» Work to do
Give back every line of the records below unchanged, leaving out the pictures.

» Boundary labeling items
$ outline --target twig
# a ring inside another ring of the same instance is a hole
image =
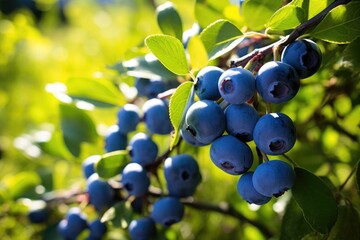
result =
[[[186,206],[191,207],[196,210],[205,210],[211,212],[221,213],[223,215],[231,216],[233,218],[238,219],[239,221],[248,223],[259,229],[266,237],[266,239],[274,236],[274,233],[265,225],[258,221],[254,221],[246,216],[244,216],[239,211],[236,211],[231,205],[228,204],[209,204],[204,202],[194,202],[194,201],[182,201]]]
[[[326,14],[328,14],[332,9],[334,9],[335,7],[339,6],[339,5],[343,5],[343,4],[347,4],[351,2],[351,0],[335,0],[334,2],[332,2],[329,6],[327,6],[324,10],[322,10],[320,13],[318,13],[317,15],[315,15],[314,17],[312,17],[311,19],[309,19],[308,21],[302,23],[301,25],[297,26],[289,35],[287,35],[285,38],[280,39],[277,42],[274,42],[270,45],[267,45],[265,47],[259,48],[259,49],[254,49],[254,51],[252,51],[251,53],[231,61],[230,63],[230,67],[244,67],[247,62],[249,62],[252,58],[254,58],[256,55],[258,54],[262,54],[262,55],[268,55],[272,52],[273,47],[278,47],[279,50],[281,50],[281,48],[283,46],[288,45],[289,43],[295,41],[298,37],[302,36],[303,34],[305,34],[309,29],[317,26],[326,16]]]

» Task answer
$ outline --target twig
# a ring inside another ring of the same instance is a hole
image =
result =
[[[186,206],[191,207],[196,210],[205,210],[211,212],[221,213],[223,215],[231,216],[233,218],[238,219],[239,221],[248,223],[259,229],[266,237],[266,239],[274,236],[274,233],[265,225],[258,221],[254,221],[246,216],[244,216],[239,211],[236,211],[231,205],[228,204],[209,204],[204,202],[194,202],[194,201],[182,201]]]
[[[326,14],[328,14],[332,9],[334,9],[335,7],[339,6],[339,5],[343,5],[343,4],[347,4],[351,2],[351,0],[335,0],[334,2],[332,2],[329,6],[327,6],[324,10],[322,10],[320,13],[318,13],[317,15],[315,15],[314,17],[312,17],[311,19],[309,19],[308,21],[302,23],[301,25],[297,26],[289,35],[287,35],[285,38],[280,39],[277,42],[274,42],[270,45],[267,45],[265,47],[259,48],[259,49],[254,49],[254,51],[252,51],[251,53],[231,61],[230,63],[230,67],[244,67],[247,62],[249,62],[252,58],[254,58],[256,55],[258,54],[262,54],[262,55],[268,55],[272,52],[273,47],[278,47],[279,50],[281,50],[281,48],[283,46],[288,45],[289,43],[295,41],[298,37],[302,36],[303,34],[305,34],[309,29],[317,26],[326,16]]]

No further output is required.